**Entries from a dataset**
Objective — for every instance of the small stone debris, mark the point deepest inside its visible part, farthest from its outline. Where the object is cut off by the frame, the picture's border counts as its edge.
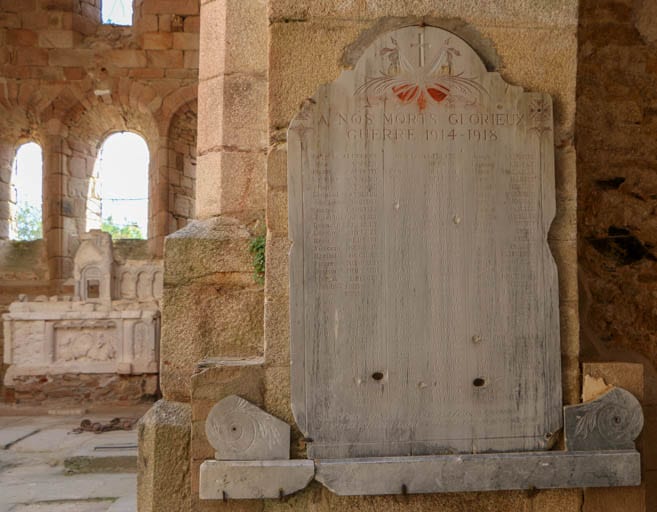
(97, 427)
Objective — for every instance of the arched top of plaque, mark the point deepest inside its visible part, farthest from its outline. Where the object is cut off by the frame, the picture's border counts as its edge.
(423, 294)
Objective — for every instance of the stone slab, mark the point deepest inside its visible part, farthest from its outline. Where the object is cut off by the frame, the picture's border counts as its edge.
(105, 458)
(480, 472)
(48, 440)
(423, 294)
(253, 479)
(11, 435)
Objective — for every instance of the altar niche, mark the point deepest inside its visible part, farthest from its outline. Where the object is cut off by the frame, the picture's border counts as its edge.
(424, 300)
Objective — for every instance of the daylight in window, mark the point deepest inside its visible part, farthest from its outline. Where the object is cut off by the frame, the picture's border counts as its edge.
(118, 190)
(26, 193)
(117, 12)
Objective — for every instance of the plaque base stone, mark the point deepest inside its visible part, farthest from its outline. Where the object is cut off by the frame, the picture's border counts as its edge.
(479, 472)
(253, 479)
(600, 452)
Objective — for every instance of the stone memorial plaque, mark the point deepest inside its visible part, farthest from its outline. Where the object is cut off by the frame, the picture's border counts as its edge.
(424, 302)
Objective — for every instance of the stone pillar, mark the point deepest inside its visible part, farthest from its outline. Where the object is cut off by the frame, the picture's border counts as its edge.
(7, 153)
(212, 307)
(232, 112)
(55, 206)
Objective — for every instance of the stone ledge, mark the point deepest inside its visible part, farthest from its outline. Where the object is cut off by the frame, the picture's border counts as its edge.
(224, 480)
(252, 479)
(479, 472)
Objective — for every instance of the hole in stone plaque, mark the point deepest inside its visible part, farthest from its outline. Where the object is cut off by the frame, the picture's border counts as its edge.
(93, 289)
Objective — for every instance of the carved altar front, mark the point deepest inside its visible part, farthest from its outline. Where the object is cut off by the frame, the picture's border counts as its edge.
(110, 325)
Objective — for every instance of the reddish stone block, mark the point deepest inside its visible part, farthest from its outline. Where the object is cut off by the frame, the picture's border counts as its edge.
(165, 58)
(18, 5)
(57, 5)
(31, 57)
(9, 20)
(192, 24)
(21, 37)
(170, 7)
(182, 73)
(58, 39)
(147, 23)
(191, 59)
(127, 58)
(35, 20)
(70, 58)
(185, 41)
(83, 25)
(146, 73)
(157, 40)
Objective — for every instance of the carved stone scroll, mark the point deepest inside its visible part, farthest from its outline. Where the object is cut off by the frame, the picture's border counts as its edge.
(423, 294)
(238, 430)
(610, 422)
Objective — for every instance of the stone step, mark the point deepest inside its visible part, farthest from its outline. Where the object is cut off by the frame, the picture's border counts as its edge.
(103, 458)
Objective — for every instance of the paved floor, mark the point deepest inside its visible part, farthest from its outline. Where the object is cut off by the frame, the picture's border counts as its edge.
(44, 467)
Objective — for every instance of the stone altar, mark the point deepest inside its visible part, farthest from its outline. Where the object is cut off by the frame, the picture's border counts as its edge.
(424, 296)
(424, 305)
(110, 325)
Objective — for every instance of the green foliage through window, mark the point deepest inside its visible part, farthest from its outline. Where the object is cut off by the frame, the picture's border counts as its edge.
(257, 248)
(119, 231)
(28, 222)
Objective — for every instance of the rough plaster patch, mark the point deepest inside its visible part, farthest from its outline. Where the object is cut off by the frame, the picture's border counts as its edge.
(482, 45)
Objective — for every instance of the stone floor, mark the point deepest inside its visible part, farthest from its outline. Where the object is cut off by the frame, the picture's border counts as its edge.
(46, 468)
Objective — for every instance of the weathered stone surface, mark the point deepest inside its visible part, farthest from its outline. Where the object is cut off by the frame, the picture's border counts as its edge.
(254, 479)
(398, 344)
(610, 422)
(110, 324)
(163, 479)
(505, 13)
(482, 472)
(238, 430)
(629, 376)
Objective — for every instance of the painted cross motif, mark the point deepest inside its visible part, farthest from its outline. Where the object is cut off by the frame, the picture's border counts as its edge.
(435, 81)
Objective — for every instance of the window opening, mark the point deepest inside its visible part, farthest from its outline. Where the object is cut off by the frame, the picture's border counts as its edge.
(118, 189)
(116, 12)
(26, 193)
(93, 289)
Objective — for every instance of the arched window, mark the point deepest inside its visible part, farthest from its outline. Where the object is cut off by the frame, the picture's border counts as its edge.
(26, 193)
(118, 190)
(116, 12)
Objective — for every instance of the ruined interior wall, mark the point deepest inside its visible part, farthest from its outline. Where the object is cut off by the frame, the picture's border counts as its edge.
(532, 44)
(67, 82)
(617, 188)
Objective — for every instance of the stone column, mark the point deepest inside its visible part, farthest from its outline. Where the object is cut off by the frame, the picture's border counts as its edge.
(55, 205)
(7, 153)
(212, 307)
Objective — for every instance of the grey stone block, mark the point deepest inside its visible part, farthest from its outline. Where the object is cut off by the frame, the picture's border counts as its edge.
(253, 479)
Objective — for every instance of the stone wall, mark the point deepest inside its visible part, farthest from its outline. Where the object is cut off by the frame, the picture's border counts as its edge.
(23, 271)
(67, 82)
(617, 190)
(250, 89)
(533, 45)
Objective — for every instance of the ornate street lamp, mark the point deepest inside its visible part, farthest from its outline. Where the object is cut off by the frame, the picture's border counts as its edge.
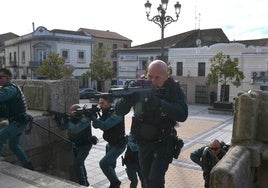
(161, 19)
==
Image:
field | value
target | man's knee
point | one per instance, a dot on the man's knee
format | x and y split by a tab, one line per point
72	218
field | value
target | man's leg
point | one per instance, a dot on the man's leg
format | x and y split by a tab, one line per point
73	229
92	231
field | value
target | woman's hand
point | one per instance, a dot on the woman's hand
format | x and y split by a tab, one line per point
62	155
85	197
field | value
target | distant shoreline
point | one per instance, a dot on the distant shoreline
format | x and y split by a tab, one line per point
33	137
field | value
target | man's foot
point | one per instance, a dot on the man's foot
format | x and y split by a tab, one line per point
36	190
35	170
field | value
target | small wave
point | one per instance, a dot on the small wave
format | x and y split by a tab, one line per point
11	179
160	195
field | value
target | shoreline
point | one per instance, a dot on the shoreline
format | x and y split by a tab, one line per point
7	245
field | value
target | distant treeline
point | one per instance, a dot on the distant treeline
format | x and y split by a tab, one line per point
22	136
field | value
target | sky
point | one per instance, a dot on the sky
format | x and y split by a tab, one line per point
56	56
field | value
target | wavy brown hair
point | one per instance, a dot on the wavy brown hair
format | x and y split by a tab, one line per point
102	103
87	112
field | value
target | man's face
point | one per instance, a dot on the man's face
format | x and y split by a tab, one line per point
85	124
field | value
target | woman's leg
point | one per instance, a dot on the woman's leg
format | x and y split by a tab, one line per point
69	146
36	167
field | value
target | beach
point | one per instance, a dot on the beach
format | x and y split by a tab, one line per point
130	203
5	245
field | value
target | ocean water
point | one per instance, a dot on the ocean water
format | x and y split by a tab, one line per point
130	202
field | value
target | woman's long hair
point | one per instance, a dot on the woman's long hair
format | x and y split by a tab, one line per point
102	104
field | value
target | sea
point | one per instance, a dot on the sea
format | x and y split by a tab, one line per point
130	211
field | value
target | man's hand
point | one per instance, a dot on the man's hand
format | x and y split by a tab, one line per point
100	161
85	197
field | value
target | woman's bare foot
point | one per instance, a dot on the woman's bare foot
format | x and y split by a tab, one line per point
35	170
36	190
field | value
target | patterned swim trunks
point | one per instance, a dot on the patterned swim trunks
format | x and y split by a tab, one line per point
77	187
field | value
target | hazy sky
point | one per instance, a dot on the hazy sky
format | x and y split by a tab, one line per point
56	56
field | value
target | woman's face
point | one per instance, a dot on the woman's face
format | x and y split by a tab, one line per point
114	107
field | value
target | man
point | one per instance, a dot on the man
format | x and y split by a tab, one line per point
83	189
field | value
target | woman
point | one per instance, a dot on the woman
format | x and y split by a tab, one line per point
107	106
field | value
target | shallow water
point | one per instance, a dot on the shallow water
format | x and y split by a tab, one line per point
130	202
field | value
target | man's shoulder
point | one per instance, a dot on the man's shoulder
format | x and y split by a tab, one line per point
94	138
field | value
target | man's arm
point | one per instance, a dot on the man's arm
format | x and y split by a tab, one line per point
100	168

**Short problem**
Extract every line of the entries above that contains the word "shoulder", and copy each one as it appears.

**Correct result**
target | man's shoulder
point | one per instance, a dot on the man's shoulder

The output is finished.